- **Stated goal**
How many lines in the listing below contain the string "Target"? Reply with the number alone.

** Start Provided information **

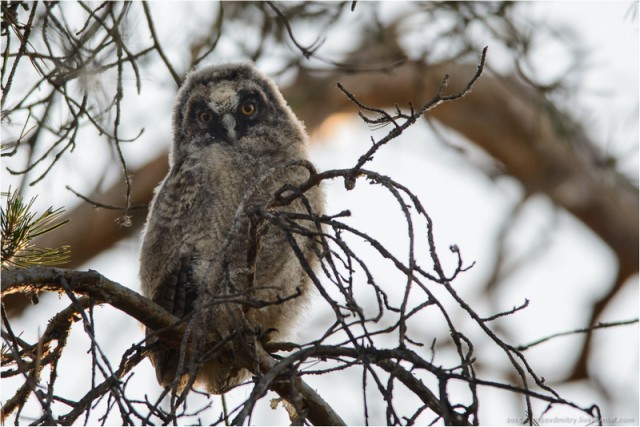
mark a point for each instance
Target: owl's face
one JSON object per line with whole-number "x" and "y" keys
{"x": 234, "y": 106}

** End Provided information **
** Start Provided information **

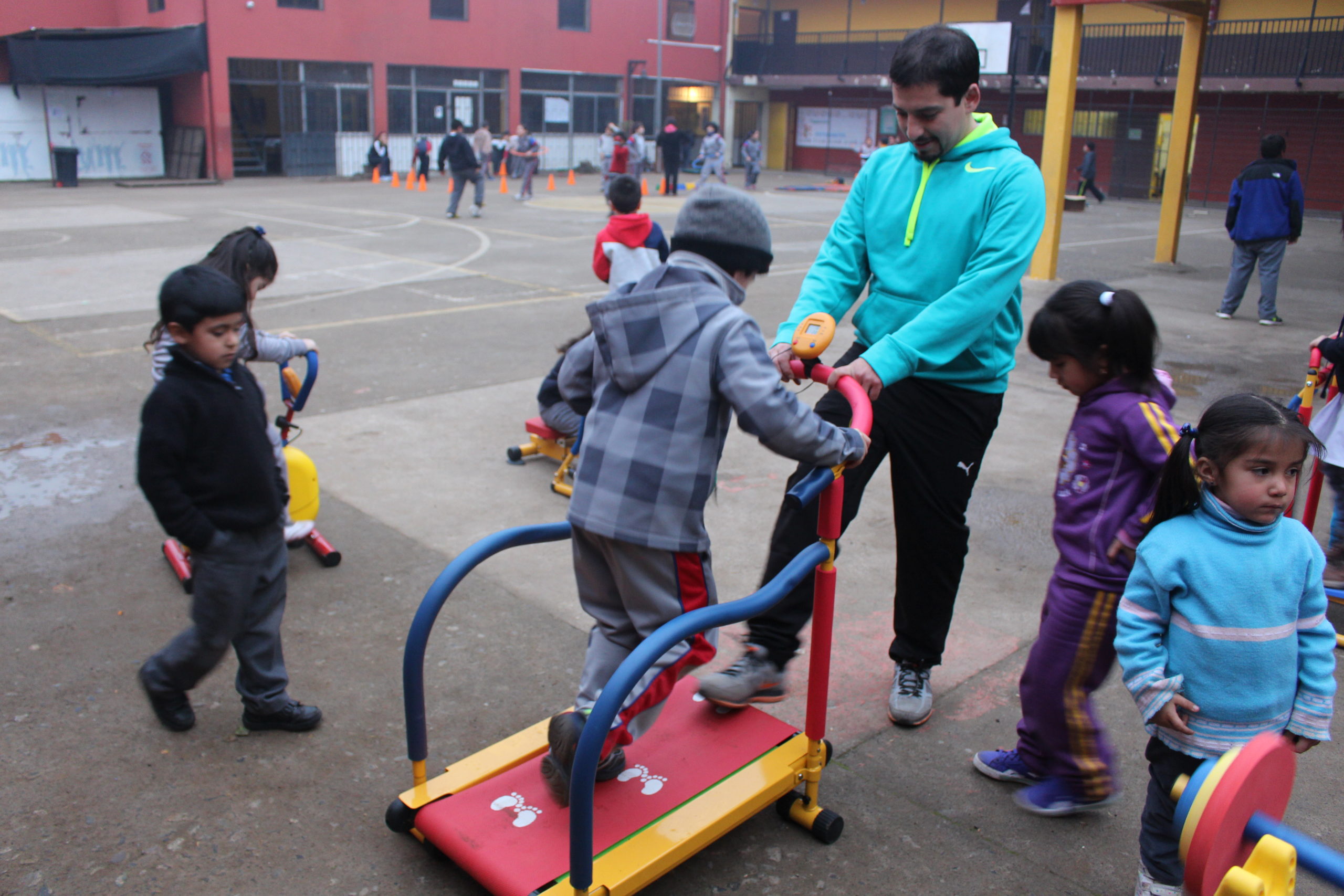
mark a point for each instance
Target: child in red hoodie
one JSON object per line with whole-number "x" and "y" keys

** End Provided information **

- **Response to the task**
2